# DATA SECTION start

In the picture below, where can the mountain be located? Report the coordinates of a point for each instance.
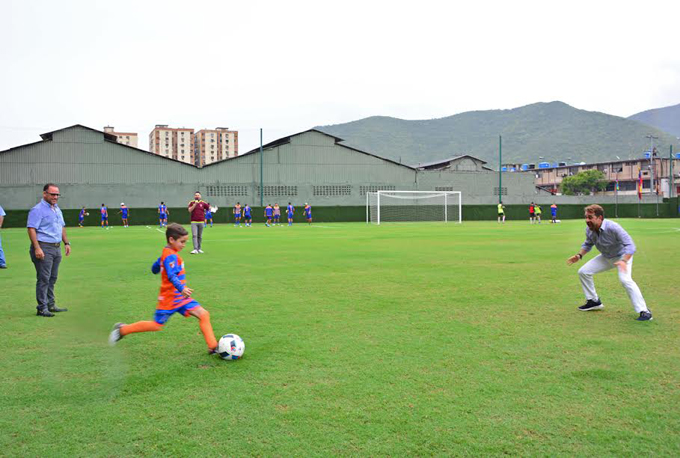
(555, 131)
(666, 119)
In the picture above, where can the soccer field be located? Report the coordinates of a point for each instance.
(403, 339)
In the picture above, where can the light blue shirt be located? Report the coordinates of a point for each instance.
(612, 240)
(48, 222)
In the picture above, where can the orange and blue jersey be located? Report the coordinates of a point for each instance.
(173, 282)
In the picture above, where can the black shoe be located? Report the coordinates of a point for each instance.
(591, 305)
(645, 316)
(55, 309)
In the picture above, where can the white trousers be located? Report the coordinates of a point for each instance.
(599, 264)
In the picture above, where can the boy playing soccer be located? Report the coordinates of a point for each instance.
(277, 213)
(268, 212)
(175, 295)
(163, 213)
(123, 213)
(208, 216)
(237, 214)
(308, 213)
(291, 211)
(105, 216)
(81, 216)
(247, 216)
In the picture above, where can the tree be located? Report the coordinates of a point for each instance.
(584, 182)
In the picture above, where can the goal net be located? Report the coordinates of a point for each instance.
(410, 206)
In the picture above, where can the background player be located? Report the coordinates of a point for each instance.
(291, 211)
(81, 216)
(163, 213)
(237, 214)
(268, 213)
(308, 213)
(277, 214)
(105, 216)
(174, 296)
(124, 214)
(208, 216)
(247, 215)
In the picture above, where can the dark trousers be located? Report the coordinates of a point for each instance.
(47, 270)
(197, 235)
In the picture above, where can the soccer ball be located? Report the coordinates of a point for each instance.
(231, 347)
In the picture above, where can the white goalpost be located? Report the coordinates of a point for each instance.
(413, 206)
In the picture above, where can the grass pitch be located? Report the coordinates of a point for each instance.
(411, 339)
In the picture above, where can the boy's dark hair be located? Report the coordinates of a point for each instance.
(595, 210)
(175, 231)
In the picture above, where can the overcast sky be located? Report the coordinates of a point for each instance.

# DATA SECTION end
# DATA SECTION start

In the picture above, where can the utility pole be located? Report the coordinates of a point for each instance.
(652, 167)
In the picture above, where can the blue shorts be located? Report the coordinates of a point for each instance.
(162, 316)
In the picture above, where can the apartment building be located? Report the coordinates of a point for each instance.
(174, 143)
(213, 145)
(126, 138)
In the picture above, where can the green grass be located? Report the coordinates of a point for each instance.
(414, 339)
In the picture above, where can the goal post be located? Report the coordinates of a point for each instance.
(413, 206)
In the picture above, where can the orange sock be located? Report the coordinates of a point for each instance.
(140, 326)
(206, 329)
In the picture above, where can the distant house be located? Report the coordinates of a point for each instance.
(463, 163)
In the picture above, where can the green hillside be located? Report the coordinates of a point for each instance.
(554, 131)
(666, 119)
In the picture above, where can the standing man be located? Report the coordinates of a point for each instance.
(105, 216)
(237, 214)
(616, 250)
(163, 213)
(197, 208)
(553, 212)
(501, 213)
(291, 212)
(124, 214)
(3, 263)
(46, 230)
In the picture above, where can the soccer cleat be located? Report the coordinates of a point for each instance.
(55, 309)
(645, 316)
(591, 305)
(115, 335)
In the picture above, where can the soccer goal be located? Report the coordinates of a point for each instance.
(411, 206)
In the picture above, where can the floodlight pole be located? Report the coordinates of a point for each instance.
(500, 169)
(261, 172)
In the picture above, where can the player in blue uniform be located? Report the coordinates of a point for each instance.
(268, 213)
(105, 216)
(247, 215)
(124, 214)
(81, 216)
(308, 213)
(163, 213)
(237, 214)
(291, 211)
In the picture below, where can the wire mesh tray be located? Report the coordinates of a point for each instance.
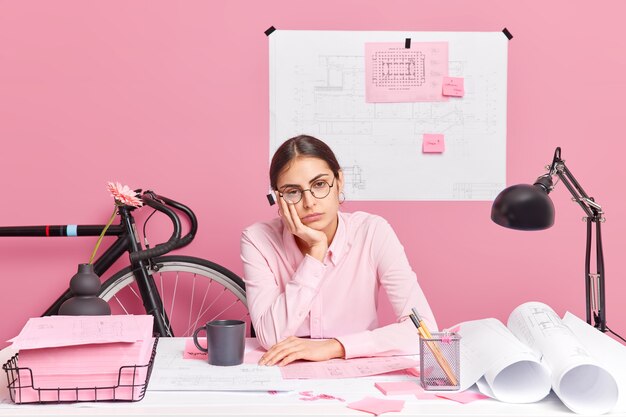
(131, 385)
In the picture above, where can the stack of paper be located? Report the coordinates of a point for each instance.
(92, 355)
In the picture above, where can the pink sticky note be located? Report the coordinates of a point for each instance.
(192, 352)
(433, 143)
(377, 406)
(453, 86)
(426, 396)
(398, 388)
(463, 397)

# DATA SECTION end

* **BRIEF**: Convert the lines of the data above, starting at the line containing "In the picture above, where can the dark" and ending at the line containing "In the picture above, where can the overcast", into a Markdown table with the columns Row and Line, skipping any blank lines.

* **TASK SOLUTION**:
| Row | Line |
|---|---|
| 1 | In the picture above, where can the dark trousers be located? Report the coordinates of a point for each instance. |
| 2 | (47, 270) |
| 3 | (197, 235) |
| 4 | In the picture above, where can the soccer ball be located? Report the coordinates of a point for each instance. |
| 5 | (231, 347) |
| 6 | In the picture above, where can the white goalpost be located? Report the coordinates of a point for each instance. |
| 7 | (413, 206) |
| 8 | In the picture above, where can the grass pitch be located? Report the coordinates of a point for each instance. |
| 9 | (411, 339) |
| 10 | In the picture above, where can the boy's dark hair be located? Report the coordinates of a point for each instance. |
| 11 | (595, 210) |
| 12 | (175, 231) |
| 13 | In the picture above, where can the overcast sky be located? Report the coordinates of a point for each instance. |